▶ [AIM] Recast all of the entries below as a JSON list of strings, using one string for each line and leaving out any blank lines.

▶ [Data records]

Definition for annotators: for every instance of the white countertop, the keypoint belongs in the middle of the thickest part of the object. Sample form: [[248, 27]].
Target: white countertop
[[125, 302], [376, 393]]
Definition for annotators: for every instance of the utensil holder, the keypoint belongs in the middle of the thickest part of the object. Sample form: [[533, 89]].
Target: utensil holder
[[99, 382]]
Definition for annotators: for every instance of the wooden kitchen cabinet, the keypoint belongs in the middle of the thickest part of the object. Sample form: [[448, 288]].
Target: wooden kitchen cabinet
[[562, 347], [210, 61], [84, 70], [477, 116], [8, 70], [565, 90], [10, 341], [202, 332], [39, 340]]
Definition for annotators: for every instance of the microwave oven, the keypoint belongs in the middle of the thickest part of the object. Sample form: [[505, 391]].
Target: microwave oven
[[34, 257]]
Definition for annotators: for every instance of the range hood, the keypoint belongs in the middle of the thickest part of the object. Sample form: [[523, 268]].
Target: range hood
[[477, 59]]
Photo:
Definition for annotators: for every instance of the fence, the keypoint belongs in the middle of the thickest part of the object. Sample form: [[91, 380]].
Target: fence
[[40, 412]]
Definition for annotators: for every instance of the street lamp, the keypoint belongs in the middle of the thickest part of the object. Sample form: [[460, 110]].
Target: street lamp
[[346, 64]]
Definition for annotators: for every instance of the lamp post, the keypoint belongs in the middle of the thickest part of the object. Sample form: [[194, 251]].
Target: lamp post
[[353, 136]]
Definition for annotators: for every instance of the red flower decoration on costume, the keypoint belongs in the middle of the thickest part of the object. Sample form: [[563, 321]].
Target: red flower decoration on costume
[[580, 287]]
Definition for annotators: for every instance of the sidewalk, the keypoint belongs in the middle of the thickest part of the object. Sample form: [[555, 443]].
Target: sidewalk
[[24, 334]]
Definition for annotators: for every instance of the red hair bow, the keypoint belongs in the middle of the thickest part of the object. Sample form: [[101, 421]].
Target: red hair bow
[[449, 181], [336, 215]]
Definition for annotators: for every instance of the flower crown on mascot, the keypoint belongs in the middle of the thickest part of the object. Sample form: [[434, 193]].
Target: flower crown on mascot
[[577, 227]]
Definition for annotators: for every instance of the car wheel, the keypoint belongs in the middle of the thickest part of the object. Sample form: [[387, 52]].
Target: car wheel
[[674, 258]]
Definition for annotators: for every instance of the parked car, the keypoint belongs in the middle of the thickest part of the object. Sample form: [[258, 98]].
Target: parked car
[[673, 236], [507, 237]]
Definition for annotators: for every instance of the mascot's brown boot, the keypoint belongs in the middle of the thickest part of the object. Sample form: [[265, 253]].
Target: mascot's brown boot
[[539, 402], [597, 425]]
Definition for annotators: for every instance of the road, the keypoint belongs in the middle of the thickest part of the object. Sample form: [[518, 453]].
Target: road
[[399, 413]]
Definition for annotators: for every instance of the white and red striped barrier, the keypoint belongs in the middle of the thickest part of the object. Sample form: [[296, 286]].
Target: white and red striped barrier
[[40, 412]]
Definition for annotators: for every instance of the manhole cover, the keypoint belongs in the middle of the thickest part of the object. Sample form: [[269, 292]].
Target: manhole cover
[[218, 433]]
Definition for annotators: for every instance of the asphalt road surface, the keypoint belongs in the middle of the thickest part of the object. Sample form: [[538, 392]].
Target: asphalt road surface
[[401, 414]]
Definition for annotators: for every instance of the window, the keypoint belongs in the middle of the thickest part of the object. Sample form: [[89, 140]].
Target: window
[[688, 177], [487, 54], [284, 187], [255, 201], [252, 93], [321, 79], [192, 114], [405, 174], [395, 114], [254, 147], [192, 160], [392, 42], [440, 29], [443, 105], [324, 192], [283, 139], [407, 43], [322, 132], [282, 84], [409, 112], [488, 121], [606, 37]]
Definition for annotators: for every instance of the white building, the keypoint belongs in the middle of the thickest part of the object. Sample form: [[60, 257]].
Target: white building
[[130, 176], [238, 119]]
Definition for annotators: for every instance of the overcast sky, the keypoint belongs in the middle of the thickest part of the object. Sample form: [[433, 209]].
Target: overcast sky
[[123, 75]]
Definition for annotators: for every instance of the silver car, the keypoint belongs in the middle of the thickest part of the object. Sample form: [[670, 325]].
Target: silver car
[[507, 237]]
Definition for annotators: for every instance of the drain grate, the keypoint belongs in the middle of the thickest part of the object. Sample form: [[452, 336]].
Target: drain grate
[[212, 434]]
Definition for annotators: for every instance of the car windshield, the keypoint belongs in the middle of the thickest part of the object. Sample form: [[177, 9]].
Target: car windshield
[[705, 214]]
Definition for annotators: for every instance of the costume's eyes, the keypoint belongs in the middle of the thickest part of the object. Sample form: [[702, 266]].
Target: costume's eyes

▶ [TASK RESPONSE]
[
  "Definition for annotators: for every instance of the white countertop, the keypoint belongs in the middle of the thickest part of the object. Sample form: [[248, 27]].",
  "Target: white countertop",
  "[[125, 302], [376, 393]]",
  "Definition for annotators: for every instance of the utensil holder, the keypoint belongs in the middle of the thickest part of the object. Sample form: [[533, 89]].",
  "Target: utensil holder",
  "[[99, 382]]",
  "Definition for annotators: for every instance of the wooden kitchen cabinet, the keypoint belongs in the middle of the thickest part of the object. Sample form: [[448, 288]].",
  "Target: wooden kitchen cabinet",
  "[[562, 347], [210, 61], [84, 70], [477, 116], [8, 70], [565, 90], [10, 341], [202, 332], [39, 340]]",
  "Definition for annotators: for every instance of the microwave oven, the keypoint belongs in the middle of the thickest part of the object. Sample form: [[505, 391]].",
  "Target: microwave oven",
  "[[34, 257]]",
  "Definition for annotators: for every instance of the range hood, the keypoint belongs in the middle of the thickest part of the object. Sample form: [[523, 268]].",
  "Target: range hood",
  "[[477, 59]]",
  "Photo:",
  "Definition for annotators: for every instance of the fence, the keypoint belongs in the middle of the thickest part of the object. Sample form: [[91, 380]].",
  "Target: fence",
  "[[40, 412]]",
  "Definition for annotators: for every instance of the street lamp, the keypoint belongs in the middle of the thickest part of the object. Sample form: [[460, 110]].",
  "Target: street lamp",
  "[[346, 64]]",
  "Definition for annotators: for every instance of the lamp post, the keypoint belongs in the middle of the thickest part of the object. Sample form: [[194, 251]].",
  "Target: lamp post",
  "[[353, 136]]",
  "Definition for annotators: for every instance of the red flower decoration on costume, the keypoint belongs in the middle of the thickest part of the object. Sample form: [[563, 321]].",
  "Target: red flower decoration on costume",
  "[[580, 287]]",
  "Definition for annotators: for every instance of the sidewalk, the keypoint belongs in the middle of the thickest part of the object. Sample form: [[555, 443]].",
  "Target: sidewalk",
  "[[24, 334]]",
  "Definition for annotators: for every instance of the red hair bow, the keypoint belongs in the middle of the thickest part of the object. Sample form: [[101, 421]].",
  "Target: red hair bow",
  "[[449, 181], [336, 215]]",
  "Definition for annotators: for every instance of the flower crown on mascot, the keypoint belongs in the middle of the thickest part of the object. Sample form: [[434, 193]].",
  "Target: flower crown on mascot",
  "[[577, 227]]",
  "Definition for annotators: for every instance of the car wheel, the keypoint belongs in the middle of the thickest part of the object. Sample form: [[387, 52]].",
  "Target: car wheel",
  "[[674, 258]]",
  "Definition for annotators: for every instance of the parked car, the keypoint belongs in the middle of the thickest part of the object. Sample form: [[258, 98]].",
  "Target: parked car",
  "[[673, 236], [507, 237]]",
  "Definition for annotators: for every instance of the mascot's brown boot, the keypoint belongs in the middle of the thickest part of the object. Sample form: [[265, 253]].",
  "Target: mascot's brown boot",
  "[[539, 402], [597, 425]]",
  "Definition for annotators: for every instance of the road, the keypoint belongs in the middle of the thickest part of the object. Sample form: [[518, 453]].",
  "Target: road",
  "[[399, 413]]",
  "Definition for annotators: for every instance of the white and red striped barrier, the keypoint belongs in the middle of the thickest part of the object. Sample form: [[296, 286]].",
  "Target: white and red striped barrier",
  "[[40, 412]]",
  "Definition for annotators: for every instance of the manhole cover, the keypoint belongs in the middle of the thickest part of the object. Sample form: [[269, 292]].",
  "Target: manhole cover",
  "[[218, 433]]",
  "Definition for annotators: for every instance of the asphalt road surface, the keypoint belongs in the middle of the thickest part of the object. Sample form: [[538, 392]].",
  "Target: asphalt road surface",
  "[[401, 414]]",
  "Definition for annotators: for every instance of the window, the keypoint belongs in the middle of the thickest part of the object. Sample form: [[89, 140]].",
  "Target: window",
  "[[688, 177], [487, 54], [284, 187], [255, 201], [252, 93], [321, 79], [192, 114], [405, 174], [395, 114], [254, 147], [192, 160], [392, 42], [440, 29], [443, 105], [324, 192], [283, 139], [407, 43], [322, 132], [282, 84], [409, 112], [488, 121], [606, 37]]",
  "Definition for annotators: for every instance of the white building, the keypoint belongs in the middle of the thickest part of the object. Sample form: [[60, 257]].",
  "Target: white building",
  "[[130, 176], [238, 119]]",
  "Definition for annotators: for every instance of the overcast sky, the keypoint belongs in the middle of the thickest part of the object. Sample form: [[433, 209]].",
  "Target: overcast sky",
  "[[123, 75]]",
  "Definition for annotators: for every instance of the silver car, the keypoint belongs in the middle of the thickest part of the object. Sample form: [[670, 325]].",
  "Target: silver car",
  "[[507, 237]]",
  "Definition for annotators: for every instance of the drain grate, the keypoint belongs in the middle of the thickest part of the object. Sample form: [[452, 336]].",
  "Target: drain grate",
  "[[212, 434]]",
  "Definition for annotators: for every instance of the car windshield, the keypoint belongs in the middle of the thickest part of the object. Sample form: [[177, 9]].",
  "Target: car windshield",
  "[[705, 214]]",
  "Definition for annotators: for every instance of the costume's eyes, the keypoint belongs in the middle of the thickest part of the object. Sample form: [[702, 266]].",
  "Target: costume's eyes"
]